SOURCE PASSAGE>
It's a call to stop writing object oriented software. He gives a convincing argument. You can probably find a thing or two to disagree with, but like he says, this is something we all know to be true. It's just that place oriented programming was necessary limitation due to hardware. Eventually, that limitation will no longer exist, or cease to be relevant. At that point, the only thing that makes sense is "value oriented programming" and by extension immutable functional programming.
Datatomic takes this same argument and applies it to databases.
Edit: And this might be crazy, but perhaps this is the answer to the "why can a building be built in a week, but a software project will be a year late and broken". What if you started on the first floor of the building, came in the next day and the dimensions had changed. What if when you needed two similar walls, you took a copy of one. But when you put a light switch on the copy, you accidentally put one on the wall you copied. Buildings are made up of values. A wall of a certain length. A staircase of 42 steps. These values don't change, and if they did, constructing buildings would be a hell of a lot harder.
I agree very much with the underlying theme of the talk. But changing the focus to working with immutable values is only one step in a direction away from the dominant, imperative style of programming typified by OOP. There are (at least) two more big steps that need to be taken before I can see this more functional style of programming having any chance of going mainstream.

ITEMS>

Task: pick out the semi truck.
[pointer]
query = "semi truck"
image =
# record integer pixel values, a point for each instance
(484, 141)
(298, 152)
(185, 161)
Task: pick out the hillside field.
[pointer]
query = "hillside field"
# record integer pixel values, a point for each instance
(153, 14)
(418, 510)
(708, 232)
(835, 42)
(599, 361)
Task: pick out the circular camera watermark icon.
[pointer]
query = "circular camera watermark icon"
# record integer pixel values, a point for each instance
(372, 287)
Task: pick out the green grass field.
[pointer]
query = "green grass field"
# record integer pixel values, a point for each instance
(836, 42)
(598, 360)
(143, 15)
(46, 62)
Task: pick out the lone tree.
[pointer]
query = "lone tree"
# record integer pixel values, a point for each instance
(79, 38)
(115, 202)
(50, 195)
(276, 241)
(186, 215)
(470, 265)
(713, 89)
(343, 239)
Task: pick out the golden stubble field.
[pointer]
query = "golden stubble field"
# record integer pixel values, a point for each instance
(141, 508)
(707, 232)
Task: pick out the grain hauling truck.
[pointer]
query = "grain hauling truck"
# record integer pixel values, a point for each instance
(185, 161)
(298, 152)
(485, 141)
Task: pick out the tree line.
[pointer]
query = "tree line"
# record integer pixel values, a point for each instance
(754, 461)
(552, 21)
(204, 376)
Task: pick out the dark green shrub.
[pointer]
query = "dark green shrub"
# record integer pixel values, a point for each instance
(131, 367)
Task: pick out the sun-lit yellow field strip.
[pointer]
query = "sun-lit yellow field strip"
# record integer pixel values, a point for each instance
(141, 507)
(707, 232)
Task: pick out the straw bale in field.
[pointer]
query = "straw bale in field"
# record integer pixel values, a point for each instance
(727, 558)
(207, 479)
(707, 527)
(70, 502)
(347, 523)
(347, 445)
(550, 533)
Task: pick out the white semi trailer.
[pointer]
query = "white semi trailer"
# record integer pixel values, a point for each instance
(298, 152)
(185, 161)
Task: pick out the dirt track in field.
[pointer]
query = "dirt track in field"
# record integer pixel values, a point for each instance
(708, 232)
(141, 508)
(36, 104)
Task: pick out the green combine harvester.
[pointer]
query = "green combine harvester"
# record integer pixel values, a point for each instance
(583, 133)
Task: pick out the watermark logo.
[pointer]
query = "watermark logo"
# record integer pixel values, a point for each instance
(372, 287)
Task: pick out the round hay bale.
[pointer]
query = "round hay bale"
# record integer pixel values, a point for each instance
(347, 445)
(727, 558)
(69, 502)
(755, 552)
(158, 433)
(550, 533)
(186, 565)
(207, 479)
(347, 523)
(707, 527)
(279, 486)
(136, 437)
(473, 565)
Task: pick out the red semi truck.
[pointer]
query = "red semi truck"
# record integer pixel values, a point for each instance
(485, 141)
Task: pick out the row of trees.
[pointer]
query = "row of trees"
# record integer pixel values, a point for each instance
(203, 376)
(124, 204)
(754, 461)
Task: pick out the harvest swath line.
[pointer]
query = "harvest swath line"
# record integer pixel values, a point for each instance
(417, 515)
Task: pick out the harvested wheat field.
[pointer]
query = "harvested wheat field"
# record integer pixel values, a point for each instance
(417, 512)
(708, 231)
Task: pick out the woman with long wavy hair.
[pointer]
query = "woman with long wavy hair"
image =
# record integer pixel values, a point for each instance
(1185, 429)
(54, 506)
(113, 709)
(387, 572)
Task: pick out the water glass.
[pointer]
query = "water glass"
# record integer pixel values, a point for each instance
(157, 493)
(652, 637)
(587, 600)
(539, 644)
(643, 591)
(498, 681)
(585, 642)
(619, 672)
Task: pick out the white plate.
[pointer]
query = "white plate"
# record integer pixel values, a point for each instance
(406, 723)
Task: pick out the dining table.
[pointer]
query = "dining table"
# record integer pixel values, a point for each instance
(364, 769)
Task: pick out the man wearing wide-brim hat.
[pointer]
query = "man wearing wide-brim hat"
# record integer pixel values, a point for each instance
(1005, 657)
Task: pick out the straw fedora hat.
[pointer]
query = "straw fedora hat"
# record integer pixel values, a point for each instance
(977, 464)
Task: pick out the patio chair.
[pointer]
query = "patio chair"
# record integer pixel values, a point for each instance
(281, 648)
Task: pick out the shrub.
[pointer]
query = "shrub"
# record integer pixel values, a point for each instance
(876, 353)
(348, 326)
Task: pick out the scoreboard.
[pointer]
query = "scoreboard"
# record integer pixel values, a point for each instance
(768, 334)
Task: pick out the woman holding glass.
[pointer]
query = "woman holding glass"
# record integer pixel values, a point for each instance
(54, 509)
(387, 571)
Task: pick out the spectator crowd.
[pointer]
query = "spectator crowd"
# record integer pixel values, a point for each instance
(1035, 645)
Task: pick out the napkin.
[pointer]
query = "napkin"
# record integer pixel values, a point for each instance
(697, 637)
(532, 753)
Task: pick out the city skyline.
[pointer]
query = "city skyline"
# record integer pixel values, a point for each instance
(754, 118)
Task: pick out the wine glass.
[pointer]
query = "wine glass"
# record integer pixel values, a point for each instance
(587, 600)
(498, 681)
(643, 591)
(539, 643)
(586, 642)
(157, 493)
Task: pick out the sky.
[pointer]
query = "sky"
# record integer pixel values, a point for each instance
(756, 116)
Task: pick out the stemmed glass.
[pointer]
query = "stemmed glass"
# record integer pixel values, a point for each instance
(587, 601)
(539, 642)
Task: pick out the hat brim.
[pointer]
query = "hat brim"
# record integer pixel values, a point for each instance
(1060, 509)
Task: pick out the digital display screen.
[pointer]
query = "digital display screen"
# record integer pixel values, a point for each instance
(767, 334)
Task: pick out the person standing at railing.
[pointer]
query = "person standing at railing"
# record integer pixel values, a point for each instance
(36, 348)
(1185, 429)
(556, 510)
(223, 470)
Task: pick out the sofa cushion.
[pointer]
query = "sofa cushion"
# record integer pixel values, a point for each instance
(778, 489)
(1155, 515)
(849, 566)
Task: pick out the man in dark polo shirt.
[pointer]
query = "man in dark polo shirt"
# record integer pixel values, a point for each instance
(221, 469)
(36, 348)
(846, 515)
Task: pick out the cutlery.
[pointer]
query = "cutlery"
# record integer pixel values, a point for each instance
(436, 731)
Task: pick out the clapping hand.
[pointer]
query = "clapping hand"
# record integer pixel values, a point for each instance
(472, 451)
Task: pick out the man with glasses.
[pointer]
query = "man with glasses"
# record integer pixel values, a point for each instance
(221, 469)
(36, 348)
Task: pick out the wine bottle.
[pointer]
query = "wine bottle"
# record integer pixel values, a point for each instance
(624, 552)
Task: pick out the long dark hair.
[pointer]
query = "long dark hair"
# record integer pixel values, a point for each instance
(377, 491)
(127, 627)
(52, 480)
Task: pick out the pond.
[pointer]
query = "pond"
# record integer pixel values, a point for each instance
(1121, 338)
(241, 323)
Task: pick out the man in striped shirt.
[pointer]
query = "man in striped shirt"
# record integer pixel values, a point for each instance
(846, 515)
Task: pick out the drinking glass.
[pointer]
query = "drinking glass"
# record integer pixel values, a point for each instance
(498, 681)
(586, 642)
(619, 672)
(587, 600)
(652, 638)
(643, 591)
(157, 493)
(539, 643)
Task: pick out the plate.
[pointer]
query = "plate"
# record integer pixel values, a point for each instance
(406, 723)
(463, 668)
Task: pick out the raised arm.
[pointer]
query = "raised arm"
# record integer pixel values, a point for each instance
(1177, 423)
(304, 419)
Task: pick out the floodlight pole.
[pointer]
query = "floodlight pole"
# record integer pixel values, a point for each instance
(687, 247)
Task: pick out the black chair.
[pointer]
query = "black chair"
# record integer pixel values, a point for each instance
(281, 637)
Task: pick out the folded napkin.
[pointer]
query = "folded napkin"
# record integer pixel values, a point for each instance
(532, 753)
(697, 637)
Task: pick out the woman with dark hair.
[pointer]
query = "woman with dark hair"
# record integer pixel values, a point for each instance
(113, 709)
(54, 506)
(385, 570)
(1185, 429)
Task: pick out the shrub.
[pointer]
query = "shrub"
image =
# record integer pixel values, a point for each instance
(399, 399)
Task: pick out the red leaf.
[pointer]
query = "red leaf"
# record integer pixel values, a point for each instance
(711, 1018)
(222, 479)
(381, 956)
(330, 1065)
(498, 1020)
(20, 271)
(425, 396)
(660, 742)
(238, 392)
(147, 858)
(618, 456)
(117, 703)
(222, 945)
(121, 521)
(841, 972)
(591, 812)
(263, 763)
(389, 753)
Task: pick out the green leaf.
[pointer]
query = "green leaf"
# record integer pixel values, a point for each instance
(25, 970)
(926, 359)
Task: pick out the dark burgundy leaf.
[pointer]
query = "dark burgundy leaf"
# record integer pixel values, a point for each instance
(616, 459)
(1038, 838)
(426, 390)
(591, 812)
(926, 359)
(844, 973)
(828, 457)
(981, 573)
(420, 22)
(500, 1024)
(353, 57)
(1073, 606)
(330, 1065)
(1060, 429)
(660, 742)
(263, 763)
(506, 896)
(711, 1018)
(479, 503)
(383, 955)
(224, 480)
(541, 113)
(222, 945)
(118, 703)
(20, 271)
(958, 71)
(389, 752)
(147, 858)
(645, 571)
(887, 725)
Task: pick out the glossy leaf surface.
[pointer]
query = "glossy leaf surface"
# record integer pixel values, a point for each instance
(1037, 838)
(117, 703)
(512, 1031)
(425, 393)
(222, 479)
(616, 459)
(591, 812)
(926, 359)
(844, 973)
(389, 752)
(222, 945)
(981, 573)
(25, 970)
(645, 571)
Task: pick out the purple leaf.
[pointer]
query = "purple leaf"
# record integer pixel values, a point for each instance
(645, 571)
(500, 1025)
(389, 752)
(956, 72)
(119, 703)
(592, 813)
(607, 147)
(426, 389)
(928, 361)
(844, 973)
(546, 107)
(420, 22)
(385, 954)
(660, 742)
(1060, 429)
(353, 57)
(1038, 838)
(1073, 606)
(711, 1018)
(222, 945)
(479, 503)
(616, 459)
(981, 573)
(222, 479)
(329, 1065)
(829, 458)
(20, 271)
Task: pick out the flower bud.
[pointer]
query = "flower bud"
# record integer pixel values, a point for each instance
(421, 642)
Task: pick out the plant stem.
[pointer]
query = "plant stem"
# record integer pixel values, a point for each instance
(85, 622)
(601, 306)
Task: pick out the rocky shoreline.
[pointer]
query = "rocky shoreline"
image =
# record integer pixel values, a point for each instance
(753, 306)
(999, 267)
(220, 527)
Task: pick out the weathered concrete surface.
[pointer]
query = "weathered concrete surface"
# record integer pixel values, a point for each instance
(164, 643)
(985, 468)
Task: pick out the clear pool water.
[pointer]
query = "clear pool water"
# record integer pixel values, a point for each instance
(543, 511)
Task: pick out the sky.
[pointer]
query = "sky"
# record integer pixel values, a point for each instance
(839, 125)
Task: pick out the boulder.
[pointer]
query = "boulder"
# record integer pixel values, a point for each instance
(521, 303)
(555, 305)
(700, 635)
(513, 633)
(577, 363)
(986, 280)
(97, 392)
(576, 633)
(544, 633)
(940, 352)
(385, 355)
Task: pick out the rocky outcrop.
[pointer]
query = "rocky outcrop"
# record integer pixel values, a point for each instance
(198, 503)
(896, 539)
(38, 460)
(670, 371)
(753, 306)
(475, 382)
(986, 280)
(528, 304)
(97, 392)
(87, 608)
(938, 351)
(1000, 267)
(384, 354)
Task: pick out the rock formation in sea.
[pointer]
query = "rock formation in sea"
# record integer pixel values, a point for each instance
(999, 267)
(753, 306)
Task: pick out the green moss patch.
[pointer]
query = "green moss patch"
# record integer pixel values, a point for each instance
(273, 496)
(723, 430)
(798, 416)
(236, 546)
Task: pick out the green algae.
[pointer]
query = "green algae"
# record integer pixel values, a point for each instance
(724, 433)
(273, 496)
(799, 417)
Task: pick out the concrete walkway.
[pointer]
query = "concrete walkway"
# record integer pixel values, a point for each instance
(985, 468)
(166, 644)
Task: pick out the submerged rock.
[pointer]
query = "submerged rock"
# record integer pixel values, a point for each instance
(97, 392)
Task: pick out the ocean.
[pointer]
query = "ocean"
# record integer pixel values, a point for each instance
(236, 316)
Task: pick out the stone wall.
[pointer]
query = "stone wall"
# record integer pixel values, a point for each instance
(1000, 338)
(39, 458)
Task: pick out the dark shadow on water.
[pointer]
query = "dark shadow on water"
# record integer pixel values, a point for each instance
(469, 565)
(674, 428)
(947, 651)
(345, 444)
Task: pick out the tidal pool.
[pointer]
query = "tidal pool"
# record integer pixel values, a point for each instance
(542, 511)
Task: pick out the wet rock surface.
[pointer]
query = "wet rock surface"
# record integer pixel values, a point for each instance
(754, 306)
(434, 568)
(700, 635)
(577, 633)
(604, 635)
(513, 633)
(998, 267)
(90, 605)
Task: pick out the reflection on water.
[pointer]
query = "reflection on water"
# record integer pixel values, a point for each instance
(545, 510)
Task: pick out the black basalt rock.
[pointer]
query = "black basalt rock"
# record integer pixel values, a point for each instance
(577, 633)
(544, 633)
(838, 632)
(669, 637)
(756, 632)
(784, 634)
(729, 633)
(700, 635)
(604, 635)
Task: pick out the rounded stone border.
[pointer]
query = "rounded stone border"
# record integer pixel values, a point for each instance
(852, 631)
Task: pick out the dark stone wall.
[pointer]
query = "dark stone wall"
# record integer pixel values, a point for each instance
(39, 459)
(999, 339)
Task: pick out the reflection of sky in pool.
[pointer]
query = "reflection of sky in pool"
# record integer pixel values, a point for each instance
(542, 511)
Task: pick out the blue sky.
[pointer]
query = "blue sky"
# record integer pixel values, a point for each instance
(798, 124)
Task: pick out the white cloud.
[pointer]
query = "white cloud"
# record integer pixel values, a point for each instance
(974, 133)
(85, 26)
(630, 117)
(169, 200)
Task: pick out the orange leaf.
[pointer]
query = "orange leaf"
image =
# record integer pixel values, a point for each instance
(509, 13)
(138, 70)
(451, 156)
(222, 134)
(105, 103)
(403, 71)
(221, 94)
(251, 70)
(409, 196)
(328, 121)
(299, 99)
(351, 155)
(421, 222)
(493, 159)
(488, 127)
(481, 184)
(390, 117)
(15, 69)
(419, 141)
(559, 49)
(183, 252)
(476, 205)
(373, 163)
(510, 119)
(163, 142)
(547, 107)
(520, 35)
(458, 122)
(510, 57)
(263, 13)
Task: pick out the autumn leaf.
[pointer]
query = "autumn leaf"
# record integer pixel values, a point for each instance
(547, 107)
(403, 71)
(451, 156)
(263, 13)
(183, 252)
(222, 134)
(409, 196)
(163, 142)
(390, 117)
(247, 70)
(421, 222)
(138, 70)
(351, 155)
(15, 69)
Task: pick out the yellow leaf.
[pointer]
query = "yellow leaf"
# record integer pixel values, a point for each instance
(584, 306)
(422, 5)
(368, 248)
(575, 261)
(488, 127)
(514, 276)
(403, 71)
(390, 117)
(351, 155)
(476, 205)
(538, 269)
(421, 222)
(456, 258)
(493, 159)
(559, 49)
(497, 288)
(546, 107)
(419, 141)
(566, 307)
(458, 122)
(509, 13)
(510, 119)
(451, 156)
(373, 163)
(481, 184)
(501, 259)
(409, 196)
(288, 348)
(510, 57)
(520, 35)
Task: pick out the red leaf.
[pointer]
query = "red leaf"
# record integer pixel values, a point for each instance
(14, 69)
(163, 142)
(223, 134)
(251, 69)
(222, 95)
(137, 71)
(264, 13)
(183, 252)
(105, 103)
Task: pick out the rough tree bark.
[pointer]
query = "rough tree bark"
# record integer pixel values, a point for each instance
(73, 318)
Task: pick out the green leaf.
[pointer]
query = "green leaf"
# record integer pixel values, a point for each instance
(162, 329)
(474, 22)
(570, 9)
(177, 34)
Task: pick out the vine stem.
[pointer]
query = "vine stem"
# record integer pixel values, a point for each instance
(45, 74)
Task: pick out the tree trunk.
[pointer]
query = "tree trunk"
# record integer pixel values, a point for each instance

TASK LIST>
**1.** Translate this sentence from the forum thread on value-oriented programming into Spanish: "Buildings are made up of values."
**2.** Reproduce the stretch of the forum thread on value-oriented programming from "It's a call" through "immutable functional programming.".

ANSWERS BY TASK>
**1.** Los edificios están hechos de valores.

**2.**
It's a call to stop writing object oriented software. He gives a convincing argument. You can probably find a thing or two to disagree with, but like he says, this is something we all know to be true. It's just that place oriented programming was necessary limitation due to hardware. Eventually, that limitation will no longer exist, or cease to be relevant. At that point, the only thing that makes sense is "value oriented programming" and by extension immutable functional programming.